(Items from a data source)
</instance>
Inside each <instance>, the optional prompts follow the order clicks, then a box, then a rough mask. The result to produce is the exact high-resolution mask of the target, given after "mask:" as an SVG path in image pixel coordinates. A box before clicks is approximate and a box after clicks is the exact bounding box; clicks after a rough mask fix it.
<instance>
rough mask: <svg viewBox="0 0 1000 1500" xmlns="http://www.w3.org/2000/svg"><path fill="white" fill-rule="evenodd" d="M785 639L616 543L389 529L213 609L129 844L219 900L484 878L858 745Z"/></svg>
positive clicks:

> [Problem details] Please write the entries out again exactly as they stand.

> [Response area]
</instance>
Inside each <instance>, the optional prompts follow the order clicks, then a box, then a rough mask. The result to produce is the exact high-resolution mask of the target, given after "mask:" as an SVG path in image pixel coordinates. A box before clicks is approximate and a box after clicks is the exact bounding box; clicks after a rough mask fix it.
<instance>
rough mask: <svg viewBox="0 0 1000 1500" xmlns="http://www.w3.org/2000/svg"><path fill="white" fill-rule="evenodd" d="M785 639L616 543L389 529L213 609L129 844L219 900L484 878L858 745Z"/></svg>
positive clicks:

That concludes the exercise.